Фрагмент текста:
Российский музыкант  |  Трибуна молодого журналиста

Ярко выраженная жизнь

№ 5 (1212), октябрь 2002

Мы открываем новую рубрику — Слово об учителе. Школа, традиции, приемственность поколений, Учитель — для тех, кто учится и учит — не пустые слова. Тем более в Московской консерватории, где преподавали многие замечательные педагоги. Память о них не должна кануть в Лету. Сегодня своими размышлениями. О профессоре Илье Романовиче Клячко и музыкальной педагогике делится его ученик — профессор А. А. Паршин.

Алексей Александрович, в Вашей педагогической деятельности Вы часто обращаетесь к воспоминаниям об И. Р. Клячко, которого считаете одним из наиболее ярких носителей традиций старой русской педагогики. Что Вы определяете как главное, наиболее существенное, на чем эти традиции были основаны?

Чувство ответственности. Представления об учительском долге раньше были очень высокими, а уж Илью Романовича вообще трудно с кем-либо сравнивать. Читая о Н. С. Звереве, Н. Г. Рубинштейне, В. И. Сафонове, я проводил параллели и отчетливо осознавал, что мой учитель — явление подобного масштаба, хотя при жизни и не был столь прославлен. С. Е. Фейнберг и Э. Г. Гилельс почитали И. Р. Клячко как редкую личность, которая дает настоящую школу. Ученик В. Н. Аргамакова и А. Б. Гольденвейзера, он был их ассистентом — они знали, кому доверить класс. Многие выдающиеся пианисты, в том числе и Татьяна Петровна Николаева, учились у него в то время. Потом в консерватории Илья Романович оставил специальное фортепиано и ушел на общее, а как специальность преподавал рояль в Ипполитовке и ЦМШ. В этих учебных заведениях работали крупнейшие педагоги, было много замечательных учеников, очень талантливых. Среди воспитанников И. Р. Клячко Михаил Воскресенский, Елена Сорокина, Александр Бахчиев, Дмитрий Паперно, Галина и Юлия Туркины, Владимир Селивохин, Татьяна Рубина, Галина Ширинская, Анатолий Ивановский…

Как же так получилось, что он ушел на общее фортепиано? Ведь известно, что авторитет И. Р. Клячко на специальной кафедре был высокий. Многие вспоминают о нем с восхищением, в том числе и те, кто помнит его еще молодым…

Признаться, мне самому этот вопрос не дает покоя. Он мог не захотеть с чем-то мириться, что-то долго терпеть. Хлопотать за себя не умел, а, возможно, и не очень хотел. Вражды не допускал, хотя был вспыльчивым и мог послать куда подальше. «В конце концов, не так важно, где работать, главное — чтоб интересно было»,— сказал он мне как-то. С другой стороны, независимость от карьерных устремлений давала ему определенную свободу, в том числе и в суждениях. Илья Романович вообще отличался удивительной ясностью и образностью мысли. Его не стоило втягивать в дискуссию, тем более пытаться оспорить — дураком выставишься. Дискуссий не получалось — спор увядал на корню. Учитель всегда был предельно убедительным и понятным.

Исходные материалы:

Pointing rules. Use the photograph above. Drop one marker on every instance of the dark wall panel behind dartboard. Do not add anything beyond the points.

Условие задания:
Ответьте по фрагменту текста на следующие вопросы:
1. Что профессор А. А. Паршин называет главным, на чем были основаны традиции старой русской педагогики?
2. Чьим учеником и ассистентом был И. Р. Клячко?
3. Какие слова о выборе места работы И. Р. Клячко однажды сказал своему ученику?

Решение задания:
1. Чувство ответственности.
2. В. Н. Аргамакова и А. Б. Гольденвейзера.
3. «В конце концов, не так важно, где работать, главное — чтоб интересно было».